§ **The task**:
Your task is to give the data again, exactly, with every line intact.
---+---
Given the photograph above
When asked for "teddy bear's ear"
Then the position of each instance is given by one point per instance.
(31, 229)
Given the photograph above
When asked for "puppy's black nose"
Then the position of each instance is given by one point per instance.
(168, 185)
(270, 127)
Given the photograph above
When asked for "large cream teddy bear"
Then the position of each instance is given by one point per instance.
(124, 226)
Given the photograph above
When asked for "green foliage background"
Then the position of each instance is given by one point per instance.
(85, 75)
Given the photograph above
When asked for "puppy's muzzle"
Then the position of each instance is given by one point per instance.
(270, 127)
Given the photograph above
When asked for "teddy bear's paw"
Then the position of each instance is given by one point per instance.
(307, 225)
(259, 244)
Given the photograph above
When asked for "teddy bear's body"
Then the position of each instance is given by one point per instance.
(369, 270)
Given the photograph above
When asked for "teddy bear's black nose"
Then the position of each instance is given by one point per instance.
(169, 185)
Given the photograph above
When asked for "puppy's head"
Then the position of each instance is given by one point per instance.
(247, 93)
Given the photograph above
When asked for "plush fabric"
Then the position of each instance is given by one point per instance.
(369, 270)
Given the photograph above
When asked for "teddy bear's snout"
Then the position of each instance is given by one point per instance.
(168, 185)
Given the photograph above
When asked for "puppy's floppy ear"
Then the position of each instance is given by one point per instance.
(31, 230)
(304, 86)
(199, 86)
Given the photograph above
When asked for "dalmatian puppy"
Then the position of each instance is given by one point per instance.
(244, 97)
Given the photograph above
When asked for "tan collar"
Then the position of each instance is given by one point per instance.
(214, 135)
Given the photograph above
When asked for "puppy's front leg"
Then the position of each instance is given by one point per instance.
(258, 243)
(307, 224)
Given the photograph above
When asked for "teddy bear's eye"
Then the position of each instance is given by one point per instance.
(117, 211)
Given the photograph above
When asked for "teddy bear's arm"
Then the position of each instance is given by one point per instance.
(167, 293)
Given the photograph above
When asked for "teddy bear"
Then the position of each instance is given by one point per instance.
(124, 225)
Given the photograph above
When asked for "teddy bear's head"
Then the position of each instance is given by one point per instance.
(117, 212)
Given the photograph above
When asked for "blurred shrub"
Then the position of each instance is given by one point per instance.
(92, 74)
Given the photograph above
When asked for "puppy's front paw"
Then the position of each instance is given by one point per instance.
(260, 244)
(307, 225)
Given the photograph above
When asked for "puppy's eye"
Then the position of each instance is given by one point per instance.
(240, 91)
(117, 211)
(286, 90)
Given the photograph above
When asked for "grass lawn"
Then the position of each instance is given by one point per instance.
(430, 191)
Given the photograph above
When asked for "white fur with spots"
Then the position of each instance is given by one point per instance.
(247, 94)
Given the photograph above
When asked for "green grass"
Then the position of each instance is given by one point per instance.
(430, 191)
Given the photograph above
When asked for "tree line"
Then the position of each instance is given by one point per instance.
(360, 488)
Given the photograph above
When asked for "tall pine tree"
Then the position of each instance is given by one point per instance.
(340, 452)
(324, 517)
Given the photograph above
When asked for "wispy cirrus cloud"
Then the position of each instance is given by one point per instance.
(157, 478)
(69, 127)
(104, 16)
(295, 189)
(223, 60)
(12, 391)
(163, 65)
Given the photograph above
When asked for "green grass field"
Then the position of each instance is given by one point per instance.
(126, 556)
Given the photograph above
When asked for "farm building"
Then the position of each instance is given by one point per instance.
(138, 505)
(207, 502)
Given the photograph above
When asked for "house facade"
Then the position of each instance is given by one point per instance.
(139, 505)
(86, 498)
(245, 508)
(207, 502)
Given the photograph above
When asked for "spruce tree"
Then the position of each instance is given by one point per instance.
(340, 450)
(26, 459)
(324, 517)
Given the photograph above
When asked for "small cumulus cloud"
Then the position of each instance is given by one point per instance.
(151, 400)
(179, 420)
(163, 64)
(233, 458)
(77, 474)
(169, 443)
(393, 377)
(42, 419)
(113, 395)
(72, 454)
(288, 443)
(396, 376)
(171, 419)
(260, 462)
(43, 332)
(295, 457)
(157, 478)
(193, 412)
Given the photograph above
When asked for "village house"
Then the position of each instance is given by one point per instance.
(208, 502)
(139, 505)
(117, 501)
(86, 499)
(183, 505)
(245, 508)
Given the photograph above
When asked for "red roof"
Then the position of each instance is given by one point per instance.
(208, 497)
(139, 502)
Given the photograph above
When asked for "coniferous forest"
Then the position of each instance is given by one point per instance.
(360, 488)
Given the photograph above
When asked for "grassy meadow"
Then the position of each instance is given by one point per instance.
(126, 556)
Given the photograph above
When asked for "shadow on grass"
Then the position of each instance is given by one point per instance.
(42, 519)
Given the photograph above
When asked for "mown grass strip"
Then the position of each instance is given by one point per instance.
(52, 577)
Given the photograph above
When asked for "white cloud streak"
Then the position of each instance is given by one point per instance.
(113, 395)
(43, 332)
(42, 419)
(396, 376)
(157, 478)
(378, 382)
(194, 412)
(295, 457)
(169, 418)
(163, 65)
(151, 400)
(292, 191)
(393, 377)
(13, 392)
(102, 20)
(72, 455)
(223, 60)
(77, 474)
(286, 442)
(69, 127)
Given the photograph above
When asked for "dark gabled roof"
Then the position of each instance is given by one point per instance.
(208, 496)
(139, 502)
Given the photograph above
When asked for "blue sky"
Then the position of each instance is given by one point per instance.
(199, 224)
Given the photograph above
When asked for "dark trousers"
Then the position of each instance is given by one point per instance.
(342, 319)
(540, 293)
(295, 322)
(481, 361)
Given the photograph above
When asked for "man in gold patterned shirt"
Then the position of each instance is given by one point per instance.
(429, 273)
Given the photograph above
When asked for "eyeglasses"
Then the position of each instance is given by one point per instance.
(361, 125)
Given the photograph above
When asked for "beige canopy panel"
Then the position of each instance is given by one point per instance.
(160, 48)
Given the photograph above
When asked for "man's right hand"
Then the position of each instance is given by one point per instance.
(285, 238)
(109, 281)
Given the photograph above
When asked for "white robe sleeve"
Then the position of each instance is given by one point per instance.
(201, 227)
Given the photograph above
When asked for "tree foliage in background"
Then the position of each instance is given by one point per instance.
---+---
§ **Expected answer**:
Given the photograph above
When asked for "teddy bear's ear"
Then the position of each instance is given by one point per instance.
(31, 229)
Given the photograph above
When asked for "puppy's black nose"
Then the position of each instance is given by one point per instance.
(168, 185)
(270, 127)
Given the photograph above
When asked for "large cream teddy bear"
Then the position of each instance is given by one point per instance.
(124, 226)
Given the photograph above
When asked for "green foliage background"
Then the position of each instance is given by one point per instance.
(85, 75)
Given the photograph above
When asked for "puppy's muzzle"
Then the position of each instance is given by one point per instance.
(270, 127)
Given the photograph above
When asked for "teddy bear's paw"
Then the position of each instance is given by one point per instance.
(307, 225)
(259, 244)
Given the photograph above
When asked for "teddy bear's body"
Then the position of each instance is given by one point per instance.
(369, 270)
Given the photograph above
When asked for "teddy bear's black nose"
Then the position of each instance is given by one point per instance.
(169, 185)
Given the photograph above
When asked for "puppy's head"
Then the position of each instance is given by one point per instance.
(247, 93)
Given the photograph above
When asked for "plush fabric"
Then the position of each instance is given by one point per instance.
(369, 270)
Given the photograph above
When asked for "teddy bear's snout"
Then the position of each instance is given by one point per instance.
(168, 185)
Given the photograph above
When asked for "puppy's floppy ear"
Then the position of each instance is given by one point per instance.
(31, 230)
(304, 86)
(199, 86)
Given the photograph above
When asked for "dalmatian puppy"
Then the position of each instance is given by one point per instance.
(244, 97)
Given the photograph above
When asked for "tan collar"
Then the position of each instance is given by one point per instance.
(214, 135)
Given the photograph above
When asked for "puppy's front leg"
Then the position of each instance is given by one point per instance.
(258, 243)
(307, 224)
Given the photograph above
When asked for "teddy bear's eye"
Then the position of each instance is given by one point per instance.
(117, 211)
Given the photograph above
When asked for "teddy bear's arm"
Then the position of each instance is given by one point per instance.
(167, 293)
Given the photograph above
When asked for "teddy bear"
Then the position of each instance is given by one point per instance.
(124, 225)
Given the photograph above
When asked for "teddy bear's head"
Then the position of each instance is given by one point per instance.
(117, 212)
Given the photograph above
When asked for "blurred shrub"
Then the position of each instance is given by one point per instance.
(92, 74)
Given the photograph above
When asked for "puppy's front paw"
Then the position of each instance is given by one point per instance.
(260, 244)
(307, 225)
Given the photograph above
When asked for "puppy's eye"
Then the position of each instance is given by one point per instance.
(240, 91)
(117, 211)
(286, 90)
Given the photograph above
When asked for "grass lawn"
Then the position of each instance is given by one point per instance.
(430, 191)
Given the photograph above
When asked for "white fur with spots"
Then the position of each instance is given by one point per instance.
(247, 94)
Given the photograph above
When asked for "green grass"
Then the position of each instance is given by one point per instance.
(430, 191)
Given the photograph above
When asked for "tree line"
Then the position of each instance is given by one point per instance.
(360, 488)
Given the photograph above
When asked for "tall pine tree"
Then the position of each instance is given by one point per instance.
(340, 452)
(324, 517)
Given the photograph above
When asked for "wispy cirrus cloud"
Then the position of each instance is given by one point per instance.
(157, 478)
(69, 127)
(104, 16)
(295, 189)
(223, 60)
(12, 391)
(163, 65)
Given the photograph above
When asked for "green grass field"
Then the position of each instance is given by one point per instance.
(126, 556)
Given the photograph above
When asked for "farm building"
Then the position of each instance is given by one point per instance.
(138, 505)
(207, 502)
Given the photograph above
When asked for "house facade"
Then the position of each instance is given by one point per instance.
(139, 505)
(86, 498)
(245, 508)
(207, 502)
Given the photograph above
When asked for "spruce tree"
Then the position of each instance is given by one point per instance.
(340, 450)
(26, 459)
(324, 517)
Given the photograph above
When asked for "small cumulus cloud"
Then the position of each instance is given by one point per instance.
(151, 400)
(179, 420)
(163, 64)
(233, 458)
(77, 474)
(169, 443)
(393, 377)
(42, 419)
(113, 395)
(72, 454)
(288, 443)
(396, 376)
(171, 419)
(260, 462)
(43, 332)
(295, 457)
(157, 478)
(193, 412)
Given the photograph above
When asked for "village house"
Then the position of each instance is given by one point per instance.
(208, 502)
(139, 505)
(117, 501)
(86, 499)
(183, 505)
(245, 508)
Given the photograph above
When asked for "red roof"
Then the position of each instance is given by one point per instance.
(208, 497)
(139, 502)
Given the photograph above
When asked for "coniferous forest"
Then the position of each instance is given by one point per instance.
(360, 488)
Given the photograph above
When asked for "grassy meadow"
Then the position of each instance is given by one point per instance.
(126, 556)
Given the photograph above
When asked for "shadow on grass"
Then the position of each instance is given by one point per instance.
(42, 519)
Given the photograph above
When asked for "mown grass strip"
Then the position of each instance is given by one point per instance.
(52, 577)
Given the photograph above
When asked for "white cloud streak"
Then the position of each instance is given by one point per instance.
(113, 395)
(43, 332)
(42, 419)
(396, 376)
(157, 478)
(378, 382)
(194, 412)
(295, 457)
(169, 418)
(163, 65)
(151, 400)
(292, 191)
(393, 377)
(13, 392)
(102, 20)
(72, 455)
(223, 60)
(77, 474)
(286, 442)
(69, 127)
Given the photograph above
When asked for "dark gabled roof"
Then the position of each instance is given by one point per instance.
(208, 496)
(139, 502)
Given the photograph above
When asked for "blue sky"
Then the position of each instance is given by one point per instance.
(199, 224)
Given the photograph above
When asked for "dark trousers"
Then the position of each instance is given by one point per instance.
(342, 319)
(540, 293)
(295, 322)
(481, 361)
Given the photograph above
When asked for "man in gold patterned shirt"
Then the position of each instance is given by one point per instance.
(429, 273)
Given the photograph above
When asked for "eyeglasses"
Then the position of each instance is given by one point per instance.
(361, 125)
Given the photograph above
When asked for "beige canopy panel"
Then the position of each instance is given by one point per instance.
(160, 48)
Given the photograph above
When asked for "man's right hand"
Then the position of each instance is given by one point per instance.
(285, 238)
(109, 281)
Given the photograph above
When asked for "white robe sleeve"
Then the position of each instance is given by one point per instance.
(201, 227)
Given the photograph above
When asked for "tree foliage in background"
Then the position of each instance is given by one point per instance.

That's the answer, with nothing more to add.